The response should consist of every line below, restated exactly, with no pictures.

_ _ _ _

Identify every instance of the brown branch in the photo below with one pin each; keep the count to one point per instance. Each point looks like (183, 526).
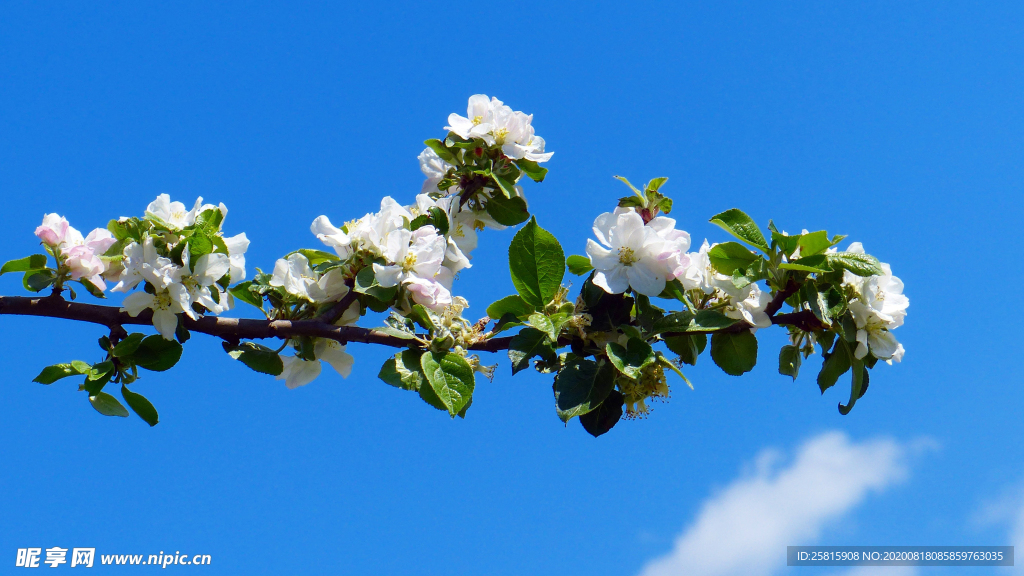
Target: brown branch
(230, 329)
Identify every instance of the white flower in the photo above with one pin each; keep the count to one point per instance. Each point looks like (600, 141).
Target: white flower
(298, 372)
(630, 255)
(415, 254)
(477, 122)
(197, 285)
(748, 303)
(165, 310)
(237, 247)
(142, 262)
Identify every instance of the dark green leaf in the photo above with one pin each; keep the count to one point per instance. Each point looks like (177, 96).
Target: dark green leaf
(739, 224)
(537, 263)
(582, 385)
(602, 418)
(128, 345)
(631, 359)
(788, 361)
(140, 405)
(688, 346)
(403, 371)
(836, 365)
(513, 304)
(35, 261)
(108, 405)
(734, 353)
(579, 264)
(860, 264)
(527, 343)
(156, 354)
(451, 377)
(257, 357)
(53, 373)
(508, 211)
(730, 256)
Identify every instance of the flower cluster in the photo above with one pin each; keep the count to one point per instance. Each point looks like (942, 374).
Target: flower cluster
(79, 256)
(180, 258)
(879, 306)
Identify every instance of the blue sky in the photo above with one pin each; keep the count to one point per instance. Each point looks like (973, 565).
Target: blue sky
(899, 125)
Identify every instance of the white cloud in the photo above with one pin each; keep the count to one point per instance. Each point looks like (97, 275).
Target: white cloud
(745, 528)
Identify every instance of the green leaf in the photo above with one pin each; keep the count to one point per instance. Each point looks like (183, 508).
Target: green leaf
(243, 292)
(858, 385)
(35, 261)
(156, 354)
(788, 361)
(513, 304)
(531, 169)
(366, 283)
(860, 264)
(631, 359)
(739, 224)
(579, 264)
(403, 371)
(582, 385)
(439, 219)
(128, 345)
(655, 183)
(38, 280)
(451, 377)
(440, 150)
(508, 211)
(140, 405)
(688, 346)
(108, 405)
(730, 256)
(53, 373)
(257, 357)
(734, 353)
(817, 263)
(836, 365)
(537, 263)
(705, 321)
(602, 418)
(527, 343)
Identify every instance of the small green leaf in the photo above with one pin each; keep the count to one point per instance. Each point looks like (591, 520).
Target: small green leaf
(836, 365)
(631, 359)
(739, 224)
(53, 373)
(730, 256)
(156, 354)
(735, 353)
(128, 345)
(35, 261)
(440, 150)
(578, 264)
(860, 264)
(537, 264)
(403, 371)
(527, 343)
(256, 357)
(582, 385)
(513, 304)
(140, 405)
(508, 211)
(858, 385)
(451, 377)
(242, 292)
(108, 405)
(602, 418)
(788, 361)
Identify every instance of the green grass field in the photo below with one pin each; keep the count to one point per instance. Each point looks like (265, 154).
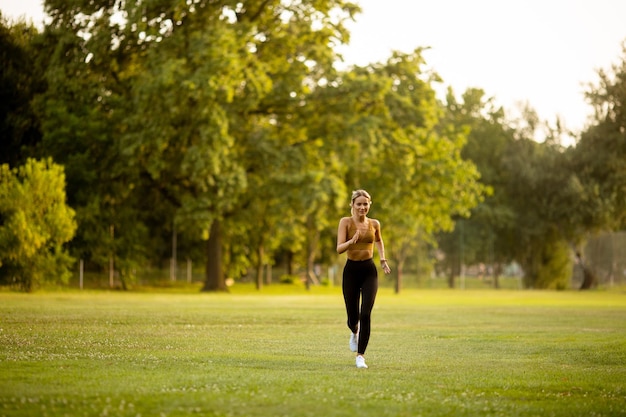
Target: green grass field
(278, 353)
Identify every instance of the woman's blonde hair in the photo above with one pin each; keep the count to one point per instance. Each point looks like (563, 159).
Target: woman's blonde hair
(360, 193)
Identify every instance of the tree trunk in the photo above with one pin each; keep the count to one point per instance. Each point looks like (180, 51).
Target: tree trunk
(313, 240)
(399, 274)
(589, 278)
(214, 272)
(259, 268)
(496, 275)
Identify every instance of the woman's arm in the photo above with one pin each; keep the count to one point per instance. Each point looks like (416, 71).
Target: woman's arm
(342, 237)
(380, 245)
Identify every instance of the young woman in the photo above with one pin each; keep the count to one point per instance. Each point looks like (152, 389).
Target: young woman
(357, 236)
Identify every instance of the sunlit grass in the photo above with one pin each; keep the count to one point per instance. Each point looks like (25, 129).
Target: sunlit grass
(284, 352)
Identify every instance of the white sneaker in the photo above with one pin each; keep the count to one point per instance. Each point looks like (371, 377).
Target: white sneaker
(354, 342)
(360, 362)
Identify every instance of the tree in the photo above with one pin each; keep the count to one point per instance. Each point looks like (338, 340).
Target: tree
(485, 236)
(35, 223)
(21, 77)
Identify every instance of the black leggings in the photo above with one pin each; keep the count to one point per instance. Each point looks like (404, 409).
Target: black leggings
(360, 280)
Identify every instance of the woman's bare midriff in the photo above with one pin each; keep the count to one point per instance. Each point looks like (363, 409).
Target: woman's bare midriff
(359, 254)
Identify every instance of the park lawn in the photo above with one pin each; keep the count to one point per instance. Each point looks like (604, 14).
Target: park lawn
(285, 353)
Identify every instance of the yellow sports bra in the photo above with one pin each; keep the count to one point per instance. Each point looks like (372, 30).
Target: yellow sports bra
(366, 241)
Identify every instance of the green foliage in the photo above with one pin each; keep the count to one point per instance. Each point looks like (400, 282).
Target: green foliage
(21, 77)
(35, 222)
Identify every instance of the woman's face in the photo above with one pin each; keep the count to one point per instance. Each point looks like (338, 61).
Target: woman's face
(361, 205)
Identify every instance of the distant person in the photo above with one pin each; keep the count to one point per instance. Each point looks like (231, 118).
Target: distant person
(357, 236)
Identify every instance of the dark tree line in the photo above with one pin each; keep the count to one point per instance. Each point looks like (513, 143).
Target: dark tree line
(229, 126)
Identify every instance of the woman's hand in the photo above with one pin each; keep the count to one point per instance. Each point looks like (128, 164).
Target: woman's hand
(385, 266)
(355, 238)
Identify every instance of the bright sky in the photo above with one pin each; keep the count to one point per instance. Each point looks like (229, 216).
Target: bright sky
(542, 52)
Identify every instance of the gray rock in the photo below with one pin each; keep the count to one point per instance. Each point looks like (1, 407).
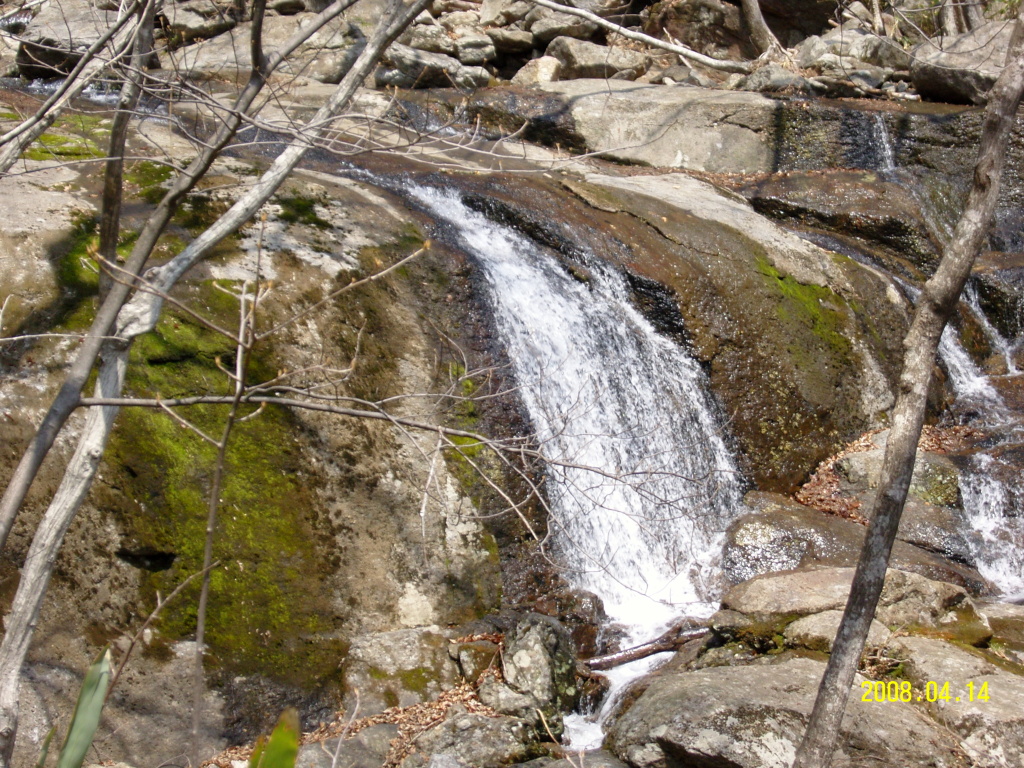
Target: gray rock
(992, 731)
(1007, 621)
(510, 40)
(963, 69)
(601, 7)
(474, 48)
(399, 669)
(774, 79)
(476, 739)
(935, 478)
(547, 25)
(583, 59)
(591, 759)
(503, 12)
(817, 632)
(538, 71)
(287, 7)
(54, 41)
(671, 127)
(199, 18)
(781, 535)
(754, 717)
(431, 38)
(368, 749)
(325, 56)
(540, 662)
(507, 700)
(907, 600)
(408, 68)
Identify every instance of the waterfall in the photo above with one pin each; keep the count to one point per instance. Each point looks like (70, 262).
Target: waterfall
(885, 143)
(999, 343)
(640, 482)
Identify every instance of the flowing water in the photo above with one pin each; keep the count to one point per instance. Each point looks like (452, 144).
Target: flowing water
(640, 481)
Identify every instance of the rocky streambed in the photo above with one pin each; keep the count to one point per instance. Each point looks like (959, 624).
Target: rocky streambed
(778, 262)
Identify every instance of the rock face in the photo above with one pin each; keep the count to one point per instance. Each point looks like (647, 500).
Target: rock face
(324, 57)
(471, 739)
(754, 717)
(964, 69)
(764, 278)
(368, 749)
(332, 547)
(408, 68)
(583, 59)
(907, 600)
(399, 669)
(990, 724)
(54, 41)
(781, 535)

_ _ _ _

▸ Answer for the task:
Identify every instance of the brown branch in the photo below with one pin each; keep the count to one point per instance. Each point looks like (183, 526).
Target: brown branch
(230, 329)
Identify every instance of the white flower in the photo above with one pin each; keep the count to one point per instance. Each point looks like (600, 141).
Target: white flower
(298, 372)
(630, 255)
(415, 254)
(477, 122)
(197, 285)
(748, 303)
(165, 310)
(237, 247)
(142, 262)
Identify every instance of the dark green leaf in the photo above with one pin each; keep the count to one point per instance. Each point looks like (177, 96).
Target: dark green leaf
(739, 224)
(537, 263)
(582, 385)
(602, 418)
(128, 345)
(631, 359)
(788, 361)
(140, 405)
(688, 346)
(403, 371)
(836, 365)
(513, 304)
(35, 261)
(108, 405)
(734, 353)
(579, 264)
(860, 264)
(527, 343)
(156, 354)
(451, 377)
(257, 357)
(53, 373)
(508, 211)
(730, 256)
Identify every instance of the flower cluster in the photo above with one pin each; keep the count to one point per instance. Each point looks like (942, 374).
Target: flower cluster
(79, 256)
(180, 258)
(879, 306)
Identify every instance of the blue sky in the photo above with one pin each; keep the count to one point per instance. Each point looks like (973, 565).
Target: blue sky
(899, 125)
Identify every instance of the white cloud in the photo above with one pin each; keep the count to one point per instance. Each point looks like (97, 275).
Target: white cloud
(745, 528)
Identify every instance of the green leaf in the photo above with one pin each; keep the count to one point per instance. Each point looks like (183, 508).
Target: green leaf
(243, 292)
(858, 385)
(35, 261)
(156, 354)
(788, 361)
(513, 304)
(531, 169)
(366, 283)
(860, 264)
(631, 359)
(739, 224)
(579, 264)
(403, 371)
(582, 385)
(439, 219)
(128, 345)
(655, 183)
(38, 280)
(451, 377)
(440, 150)
(508, 211)
(140, 405)
(688, 346)
(108, 405)
(730, 256)
(53, 373)
(257, 357)
(734, 353)
(817, 263)
(836, 365)
(537, 263)
(705, 321)
(602, 418)
(527, 343)
Identify every instance of the small green leaf in the photo above with one pin each; keep the count to one point per instance. Each point looks like (591, 520).
Target: small green leaf
(836, 365)
(631, 359)
(739, 224)
(53, 373)
(730, 256)
(156, 354)
(735, 353)
(128, 345)
(35, 261)
(440, 150)
(578, 264)
(860, 264)
(537, 264)
(403, 371)
(527, 343)
(256, 357)
(582, 385)
(513, 304)
(140, 405)
(508, 211)
(858, 385)
(451, 377)
(242, 292)
(108, 405)
(602, 418)
(788, 361)
Identify every instance of the green grass field in the photo below with one pin each; keep the count to one point per instance. Each point looks like (265, 154).
Target: green grass field
(278, 353)
Identify every instance of the woman's blonde hair in the photo above with one pin each; keep the count to one point per instance. Each point looks like (563, 159).
Target: woman's blonde hair
(360, 193)
Identify every instance of the tree trunk in the photo above with one pin each; keep the count to one point per instance. Each point looks like (180, 51).
Target: tree trunk
(313, 240)
(399, 274)
(589, 278)
(214, 272)
(259, 268)
(496, 275)
Identify every instance of the woman's arm in the photo above with one pin each; keep the count to one point per instance. Each point looks like (416, 71).
Target: woman's arm
(342, 237)
(380, 245)
Identify every instance of the young woman in the photo above with one pin each; keep the count to one point per instance. Each point looks like (152, 389).
Target: young woman
(357, 236)
Identify every instance of the sunlit grass in the photo above with one pin each; keep the count to one point per instance. Each point looks like (25, 129).
Target: sunlit grass
(284, 352)
Identify every instance of the white sneaker in the photo above with one pin each; keep the count to one point per instance. Each point looks like (371, 377).
Target: white sneaker
(354, 342)
(360, 362)
Identify every instance of the tree in the photo above with one pin each; keep the count to one point per instance. Each point looks like (338, 340).
Target: tree
(485, 236)
(35, 223)
(21, 77)
Identify every instance of the black leggings in the photo above with one pin each; keep the count to one point per instance. Each point looks like (404, 409).
Target: black leggings
(360, 280)
Identify every instance of the woman's bare midriff in the photo above with one pin each; keep the count to one point per instance. Each point looks like (363, 409).
Target: woman's bare midriff
(359, 254)
Identify every instance of the park lawn in the photo above with one pin each; keep the count to one point per instance. Each point looks like (604, 14).
Target: park lawn
(285, 353)
Identify every instance of the yellow sports bra in the photo above with one pin each; keep the count to one point per instance. Each point looks like (372, 30).
Target: yellow sports bra
(366, 241)
Identify every instance of the green foliage in the photo above with one pin each; keep the count to one point per instance. Each point looks like (400, 282).
Target: green foliage
(21, 77)
(35, 222)
Identify every instance of the woman's face in the photo above with one pin each; keep the count to one point per instance. Each point looks like (338, 61).
Target: woman's face
(361, 205)
Identify every instance of the distant person in the photo above with one pin each; keep the count to one point per instance. Each point looks like (231, 118).
Target: distant person
(357, 236)
Identify every instance of the dark tree line in the photo above with one pin each; keep the count to one point per instance. Each point looks like (513, 143).
Target: dark tree line
(229, 126)
Identify every instance of the woman's hand in the photo above with one pin each; keep the count to one point per instance. Each point looks like (128, 164).
Target: woman's hand
(385, 266)
(355, 238)
Identify every instance of the bright sky in the photo above with one pin each; keep the count to one point per instance. Each point looks like (229, 216).
Target: bright sky
(542, 52)
Identify every instance of the gray rock in the photo below with one pin each; keep the count to one point per instance. Each point looks like (1, 407).
Target: gray rock
(992, 731)
(1007, 621)
(510, 40)
(963, 69)
(601, 7)
(474, 48)
(399, 669)
(774, 79)
(476, 739)
(935, 478)
(547, 25)
(583, 59)
(591, 759)
(503, 12)
(817, 632)
(538, 71)
(287, 7)
(54, 41)
(671, 127)
(199, 18)
(781, 535)
(754, 717)
(431, 38)
(368, 749)
(325, 56)
(540, 662)
(507, 700)
(907, 600)
(408, 68)
Identify every instance of the waterfall in the photo above with one pin each; keep the count to one point per instance. Each point looks like (70, 262).
Target: waterfall
(885, 143)
(999, 343)
(640, 482)
Identify every instance of the flowing water in the photo above with one pin each; keep the count to one point per instance. Each point looks like (452, 144).
Target: flowing water
(640, 481)
Identify every instance of the rocky streambed in the photo above with one pin each; keep the count to one point per instance. Each point looks like (959, 624).
Target: rocky streambed
(778, 262)
Identify every instance of the rock face in the photo above with one pin each; keep the count to one point per instance. Each point looks like (647, 500).
Target: rock face
(324, 57)
(471, 739)
(754, 717)
(964, 69)
(764, 278)
(368, 749)
(332, 547)
(408, 68)
(583, 59)
(907, 600)
(399, 669)
(990, 724)
(54, 41)
(781, 535)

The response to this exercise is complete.